Page extract START

Design/methodology/approach
Data from Thai investors were collected through an online survey. We used regression and logistic regression to test the hypotheses.
Findings
Positive moods increase perceptions of expected returns and risk, while negative moods reduce these perceptions. Higher depression levels negatively impact investors’ perceptions of expected risk. Investors’ mood intensity, especially negative moods and higher depression levels, negatively impacts risk perception in the short term. Additionally, negative moods decrease the likelihood of optimism toward risk perception in the long term.
Practical implications
Financial advisors and investment firms can enhance their services by integrating psychological assessments into their client evaluations. Such assessments must be handled with great care, ensuring that clients give explicit consent and that their psychological data are protected in accordance with ethical standards. This approach allows for a deeper understanding of clients’ emotional and psychological states, leading to more personalized investment strategies. Additionally, investment firms can develop tailored products that address investors’ emotional and psychological needs, promoting more balanced decision-making and improving overall satisfaction.
Originality/value
We assess perceptions of expected returns and risk by collecting data directly from investors. We also evaluate investors’ psychological traits and moods with widely recognized psychological tools, including the Patient Health Questionnaire-9 and the Positive and Negative Affect Schedule.

Page extract END
Records START

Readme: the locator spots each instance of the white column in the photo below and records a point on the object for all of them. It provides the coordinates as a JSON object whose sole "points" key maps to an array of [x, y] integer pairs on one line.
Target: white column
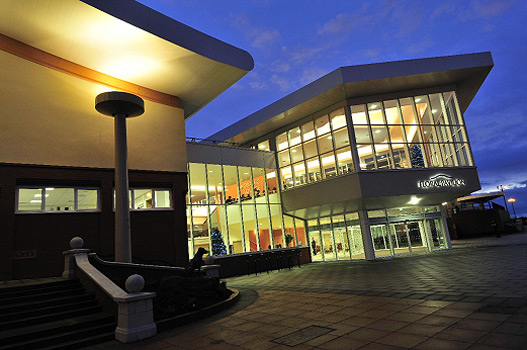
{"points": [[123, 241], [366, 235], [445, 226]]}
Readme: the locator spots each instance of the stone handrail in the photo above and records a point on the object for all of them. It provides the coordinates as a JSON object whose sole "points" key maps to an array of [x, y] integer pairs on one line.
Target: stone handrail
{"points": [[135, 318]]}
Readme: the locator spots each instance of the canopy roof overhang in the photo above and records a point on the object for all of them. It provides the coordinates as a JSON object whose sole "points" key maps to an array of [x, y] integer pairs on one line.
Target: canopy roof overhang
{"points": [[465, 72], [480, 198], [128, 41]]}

Records END
Records START

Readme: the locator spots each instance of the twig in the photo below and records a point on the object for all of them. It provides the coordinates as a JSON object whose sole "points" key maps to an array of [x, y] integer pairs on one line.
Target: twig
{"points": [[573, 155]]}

Records END
Records START

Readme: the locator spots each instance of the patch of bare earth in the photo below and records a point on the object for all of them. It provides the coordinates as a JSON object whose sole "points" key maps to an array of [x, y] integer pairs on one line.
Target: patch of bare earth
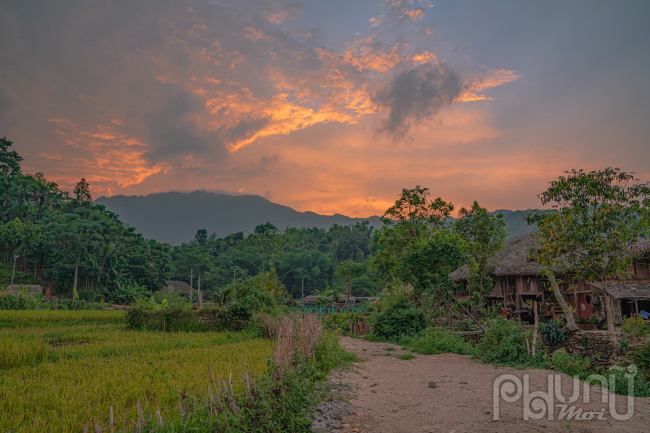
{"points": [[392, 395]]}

Records END

**Brief 1:** In the investor mood abstract, what methods were used to test the hypotheses?
**Brief 2:** Echo the investor mood abstract from "Design/methodology/approach" up to and including "test the hypotheses.".
**Brief 3:** Give every section heading that appears in the investor mood abstract.
You can ignore the listing for these tasks.

**Answer box 1:** Regression and logistic regression.

**Answer box 2:**
Design/methodology/approach
Data from Thai investors were collected through an online survey. We used regression and logistic regression to test the hypotheses.

**Answer box 3:**
Design/methodology/approach
Findings
Practical implications
Originality/value